> _To do_:
From the first entry to the last, copy each one exactly.

....................

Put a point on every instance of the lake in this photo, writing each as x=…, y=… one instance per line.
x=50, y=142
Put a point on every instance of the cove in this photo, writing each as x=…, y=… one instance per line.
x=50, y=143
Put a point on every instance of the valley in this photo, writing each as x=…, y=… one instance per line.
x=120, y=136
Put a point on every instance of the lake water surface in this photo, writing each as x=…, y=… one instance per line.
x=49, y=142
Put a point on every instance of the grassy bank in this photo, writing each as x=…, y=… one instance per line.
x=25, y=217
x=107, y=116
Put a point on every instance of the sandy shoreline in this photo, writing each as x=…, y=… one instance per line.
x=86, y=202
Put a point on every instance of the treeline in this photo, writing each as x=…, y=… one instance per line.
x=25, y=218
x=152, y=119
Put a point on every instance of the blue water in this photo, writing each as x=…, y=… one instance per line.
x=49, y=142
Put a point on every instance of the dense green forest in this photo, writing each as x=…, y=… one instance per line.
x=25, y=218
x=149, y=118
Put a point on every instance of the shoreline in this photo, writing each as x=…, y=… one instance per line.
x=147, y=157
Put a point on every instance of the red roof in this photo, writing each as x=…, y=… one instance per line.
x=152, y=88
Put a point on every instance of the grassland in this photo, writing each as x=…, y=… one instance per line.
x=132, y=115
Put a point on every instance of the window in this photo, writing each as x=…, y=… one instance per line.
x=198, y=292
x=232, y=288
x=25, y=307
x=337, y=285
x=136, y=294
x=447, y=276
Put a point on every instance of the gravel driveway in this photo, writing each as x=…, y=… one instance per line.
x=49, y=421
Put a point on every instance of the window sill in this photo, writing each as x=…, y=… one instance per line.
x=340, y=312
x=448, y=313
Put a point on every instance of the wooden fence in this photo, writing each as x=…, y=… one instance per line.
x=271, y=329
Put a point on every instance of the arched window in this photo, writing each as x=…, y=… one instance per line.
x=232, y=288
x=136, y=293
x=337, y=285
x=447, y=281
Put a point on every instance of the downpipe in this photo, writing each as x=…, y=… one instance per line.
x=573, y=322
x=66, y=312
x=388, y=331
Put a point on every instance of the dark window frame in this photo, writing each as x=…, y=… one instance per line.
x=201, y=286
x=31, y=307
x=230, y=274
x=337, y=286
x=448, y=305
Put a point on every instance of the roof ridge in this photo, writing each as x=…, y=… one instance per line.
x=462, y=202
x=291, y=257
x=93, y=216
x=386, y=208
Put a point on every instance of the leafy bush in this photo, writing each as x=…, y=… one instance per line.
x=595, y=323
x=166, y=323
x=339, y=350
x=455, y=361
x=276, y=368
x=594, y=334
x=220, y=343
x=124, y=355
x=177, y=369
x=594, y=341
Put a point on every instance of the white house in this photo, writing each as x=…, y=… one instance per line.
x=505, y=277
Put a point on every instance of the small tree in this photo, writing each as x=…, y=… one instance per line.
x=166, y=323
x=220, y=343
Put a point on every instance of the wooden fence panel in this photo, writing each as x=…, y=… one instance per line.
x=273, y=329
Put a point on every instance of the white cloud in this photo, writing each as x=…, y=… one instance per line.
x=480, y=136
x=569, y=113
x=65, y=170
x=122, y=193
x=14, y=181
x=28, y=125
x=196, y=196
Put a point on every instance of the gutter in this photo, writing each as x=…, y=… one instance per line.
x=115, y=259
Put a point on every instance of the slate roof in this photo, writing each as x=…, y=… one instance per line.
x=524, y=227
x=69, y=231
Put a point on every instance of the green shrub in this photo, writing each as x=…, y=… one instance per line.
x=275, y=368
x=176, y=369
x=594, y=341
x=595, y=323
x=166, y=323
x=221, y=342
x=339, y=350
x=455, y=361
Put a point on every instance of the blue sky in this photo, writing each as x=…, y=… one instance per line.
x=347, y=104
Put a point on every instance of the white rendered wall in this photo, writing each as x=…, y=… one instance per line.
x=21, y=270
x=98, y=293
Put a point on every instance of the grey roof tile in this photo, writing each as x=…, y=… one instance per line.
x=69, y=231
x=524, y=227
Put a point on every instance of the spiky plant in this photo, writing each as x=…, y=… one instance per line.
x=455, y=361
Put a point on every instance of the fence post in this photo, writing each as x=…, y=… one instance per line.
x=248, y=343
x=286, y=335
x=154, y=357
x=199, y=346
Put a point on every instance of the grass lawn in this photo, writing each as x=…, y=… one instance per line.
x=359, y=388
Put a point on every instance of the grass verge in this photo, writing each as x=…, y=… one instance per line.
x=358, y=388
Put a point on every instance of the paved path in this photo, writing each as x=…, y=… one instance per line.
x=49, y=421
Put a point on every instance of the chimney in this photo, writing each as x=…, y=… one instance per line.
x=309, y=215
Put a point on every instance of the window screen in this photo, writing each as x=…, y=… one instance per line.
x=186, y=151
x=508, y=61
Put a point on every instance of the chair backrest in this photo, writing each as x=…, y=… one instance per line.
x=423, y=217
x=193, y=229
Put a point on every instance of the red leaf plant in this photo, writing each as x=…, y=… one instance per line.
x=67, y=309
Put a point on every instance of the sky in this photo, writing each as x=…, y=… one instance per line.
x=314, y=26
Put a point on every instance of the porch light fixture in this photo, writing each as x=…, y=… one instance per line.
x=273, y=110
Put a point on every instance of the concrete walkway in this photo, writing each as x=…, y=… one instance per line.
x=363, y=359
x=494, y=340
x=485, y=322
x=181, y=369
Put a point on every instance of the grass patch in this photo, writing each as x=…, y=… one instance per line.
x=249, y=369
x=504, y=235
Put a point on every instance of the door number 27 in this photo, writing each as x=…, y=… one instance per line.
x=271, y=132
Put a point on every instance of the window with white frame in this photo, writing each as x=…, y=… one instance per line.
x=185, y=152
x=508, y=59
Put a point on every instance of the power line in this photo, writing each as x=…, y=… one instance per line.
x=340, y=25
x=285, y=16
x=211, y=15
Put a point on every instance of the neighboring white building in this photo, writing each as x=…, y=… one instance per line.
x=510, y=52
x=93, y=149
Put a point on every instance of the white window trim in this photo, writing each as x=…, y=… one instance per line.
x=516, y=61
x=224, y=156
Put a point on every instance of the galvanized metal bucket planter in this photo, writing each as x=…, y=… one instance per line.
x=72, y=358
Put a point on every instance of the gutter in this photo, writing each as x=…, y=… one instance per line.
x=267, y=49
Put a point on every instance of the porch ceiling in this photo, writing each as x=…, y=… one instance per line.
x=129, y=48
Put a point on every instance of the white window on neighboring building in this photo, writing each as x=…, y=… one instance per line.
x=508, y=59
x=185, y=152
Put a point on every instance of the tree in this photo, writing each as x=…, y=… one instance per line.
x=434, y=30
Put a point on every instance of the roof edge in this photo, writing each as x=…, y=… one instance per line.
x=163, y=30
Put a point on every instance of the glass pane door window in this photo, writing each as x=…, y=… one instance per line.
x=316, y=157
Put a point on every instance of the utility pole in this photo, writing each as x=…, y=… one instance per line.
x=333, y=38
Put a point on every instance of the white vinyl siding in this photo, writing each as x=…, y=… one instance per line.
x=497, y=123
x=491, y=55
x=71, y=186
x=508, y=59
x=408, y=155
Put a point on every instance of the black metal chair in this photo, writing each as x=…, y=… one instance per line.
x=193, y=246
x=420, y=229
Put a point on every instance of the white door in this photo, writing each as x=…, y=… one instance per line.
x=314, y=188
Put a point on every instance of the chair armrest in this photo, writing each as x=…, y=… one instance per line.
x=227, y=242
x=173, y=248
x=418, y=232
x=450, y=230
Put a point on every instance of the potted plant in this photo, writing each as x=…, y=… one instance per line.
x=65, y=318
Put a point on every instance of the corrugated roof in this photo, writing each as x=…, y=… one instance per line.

....................

> _Exercise output_:
Put a point on every instance of the lake in this photo, writing each as x=…, y=… one instance per line.
x=50, y=142
Put a point on every instance of the cove in this photo, writing each as x=…, y=… one instance per line.
x=50, y=143
Put a point on every instance of the valley in this photo, writing each as x=…, y=… one instance per line.
x=120, y=136
Put a point on every instance of the lake water surface in this photo, writing each as x=…, y=… one instance per line.
x=49, y=142
Put a point on every instance of the grassy bank in this photo, writing each as x=…, y=… one instance per line.
x=25, y=217
x=107, y=116
Put a point on every instance of the sandy shoreline in this photo, writing each as x=…, y=… one instance per line.
x=86, y=202
Put a point on every instance of the treeline in this photo, writing each as x=…, y=… one instance per line.
x=25, y=218
x=152, y=119
Put a point on every instance of the blue water in this photo, writing each as x=…, y=… one instance per line.
x=49, y=142
Put a point on every instance of the dense green forest in this photo, writing each as x=…, y=… one instance per line.
x=25, y=218
x=149, y=118
Put a point on every instance of the shoreline in this photo, writing each as x=…, y=… one instance per line.
x=147, y=157
Put a point on every instance of the red roof in this photo, writing each as x=…, y=… one instance per line.
x=152, y=88
Put a point on every instance of the grassland in this photo, writing each as x=…, y=… one instance per line.
x=132, y=115
Put a point on every instance of the window in this photo, writing each as x=…, y=… one instance per line.
x=198, y=292
x=232, y=288
x=25, y=307
x=337, y=285
x=136, y=294
x=447, y=276
Put a point on every instance of the gravel driveway in this photo, writing each as x=…, y=… one instance per line.
x=49, y=421
Put a point on every instance of the window sill in this photo, writing each as x=…, y=… one instance per line.
x=340, y=312
x=448, y=313
Put a point on every instance of the wooden fence in this photo, writing each as x=…, y=… one instance per line.
x=271, y=329
Put a point on every instance of the arched window in this photo, writing each as x=…, y=… one instance per line.
x=232, y=288
x=136, y=293
x=337, y=285
x=447, y=281
Put a point on every instance of the downpipe in this photo, writing each as x=…, y=… one instance per line.
x=573, y=322
x=66, y=312
x=388, y=331
Put a point on every instance of the dark window frame in this photo, writing each as x=…, y=… one instance per line.
x=201, y=286
x=31, y=307
x=230, y=274
x=337, y=286
x=448, y=305
Put a point on every instance of the roof ridge in this photo, writing each as x=…, y=… one instance per line.
x=462, y=202
x=291, y=257
x=93, y=216
x=386, y=208
Put a point on every instance of the leafy bush in this photo, writing each as x=…, y=… one instance per line.
x=595, y=323
x=166, y=323
x=339, y=350
x=455, y=361
x=276, y=368
x=594, y=334
x=220, y=343
x=124, y=355
x=177, y=369
x=594, y=341
Put a point on every instance of the white house in this photo, writing each as x=…, y=… one instance per line.
x=505, y=277
Put a point on every instance of the small tree in this photo, writing each as x=…, y=… one instance per line.
x=166, y=323
x=220, y=343
Put a point on every instance of the wooden fence panel in this photo, writing each as x=…, y=… one instance per line.
x=273, y=329
Put a point on every instance of the white cloud in this photo, writing each as x=…, y=… one instance per line.
x=480, y=136
x=569, y=113
x=65, y=170
x=122, y=193
x=14, y=181
x=28, y=125
x=196, y=196
Put a point on every instance of the gutter in this photo, writing each as x=…, y=… one instance per line.
x=115, y=259
Put a point on every instance of the slate roof in this photo, writing each as x=…, y=… one instance per line.
x=524, y=227
x=69, y=231
Put a point on every instance of the green shrub in this photo, writing each as x=…, y=… one instance per line.
x=275, y=368
x=176, y=369
x=594, y=341
x=595, y=323
x=166, y=323
x=221, y=342
x=339, y=350
x=455, y=361
Put a point on every instance of the blue sky in this photo, writing each as x=…, y=… one instance per line.
x=347, y=104
Put a point on every instance of the white rendered wall in this photo, writing each as x=…, y=… one instance per line.
x=21, y=270
x=98, y=293
Put a point on every instance of the grey roof tile in this photo, writing each as x=…, y=… one instance per line.
x=69, y=231
x=524, y=227
Put a point on every instance of the spiky plant in this photo, writing each as x=…, y=… one instance per line.
x=455, y=361
Put a point on every instance of the fence post in this photo, writing each as x=…, y=… one instance per line.
x=248, y=343
x=286, y=335
x=154, y=357
x=199, y=346
Put a point on every instance of the grass lawn in this photo, writing each as x=…, y=… one instance per line.
x=359, y=388
Put a point on every instance of the grass verge in this photo, writing each as x=…, y=… one instance per line.
x=358, y=388
Put a point on every instance of the paved path in this photo, writing each as x=…, y=… one instance per line.
x=49, y=421
Put a point on every instance of the chimney in this photo, writing each as x=…, y=… one instance per line.
x=309, y=215
Put a point on every instance of the window screen in this photo, writing each as x=…, y=… one instance per line.
x=186, y=151
x=508, y=61
Put a point on every instance of the chair backrest in this photo, writing each as x=…, y=… one instance per line.
x=423, y=217
x=193, y=229
Put a point on every instance of the red leaf plant in this photo, writing each as x=…, y=… one instance per line.
x=67, y=309
Put a point on every instance of the sky in this photo, writing each as x=…, y=… one instance per line.
x=314, y=26
Put a point on every instance of the porch light fixture in this photo, writing each as x=…, y=… one instance per line.
x=273, y=110
Put a point on every instance of the concrete walkway in this photo, writing each as x=…, y=… one instance per line.
x=363, y=359
x=494, y=340
x=485, y=322
x=181, y=369
Put a point on every instance of the grass patch in this photo, writing each as x=…, y=… one instance per line.
x=249, y=369
x=504, y=235
Put a point on every instance of the door number 27 in this photo, writing each as x=…, y=… one instance per line.
x=271, y=132
Put a point on every instance of the window with white frame in this photo, writing each as x=…, y=… one instance per line.
x=185, y=152
x=508, y=59
Put a point on every instance of the power line in this photo, writing each as x=…, y=… one instance per line.
x=340, y=25
x=285, y=16
x=211, y=15
Put a point on every instance of the neighboring white building in this photo, writing each as x=…, y=… one instance per line.
x=510, y=52
x=93, y=149
Put a point on every instance of the white window trim in this photo, writing each as x=…, y=… one instance per line.
x=516, y=61
x=224, y=156
Put a point on every instance of the galvanized metal bucket planter in this photo, writing each as x=…, y=… one instance per line.
x=72, y=358
Put a point on every instance of the gutter in this photo, writing each as x=…, y=… one instance per line.
x=267, y=49
Put a point on every instance of the porch ceiling in this photo, writing each as x=…, y=… one instance per line.
x=129, y=48
Put a point on every instance of the white window on neighboring building in this photo, writing each as x=…, y=… one instance per line.
x=508, y=59
x=185, y=152
Put a point on every instance of the tree in this photo, writing each as x=…, y=… one instance per line.
x=434, y=30
Put a point on every instance of the roof edge in this photo, writing each as x=…, y=… one instance per line.
x=163, y=30
Put a point on every instance of the glass pane door window in this photo, writing each as x=…, y=… one instance per line.
x=316, y=157
Put a point on every instance of the utility pole in this photo, writing each as x=…, y=… one instance per line.
x=333, y=38
Put a point on every instance of the white vinyl siding in this photo, writing each as x=…, y=… one instance per line.
x=497, y=123
x=491, y=55
x=71, y=186
x=508, y=59
x=408, y=155
Put a point on every instance of the black metal chair in this photo, writing each as x=…, y=… one instance per line.
x=193, y=246
x=420, y=229
Put a point on every instance of the white door in this photo, writing each as x=…, y=… one instance per line.
x=314, y=188
Put a point on every instance of the chair armrest in this photo, writing each as x=…, y=… one instance per line.
x=227, y=242
x=173, y=248
x=418, y=232
x=450, y=230
Put a point on every instance of the potted plant in this photo, writing each as x=…, y=… one instance per line.
x=65, y=318
Put a point on every instance of the corrugated roof in this photo, writing each as x=…, y=… one instance per line.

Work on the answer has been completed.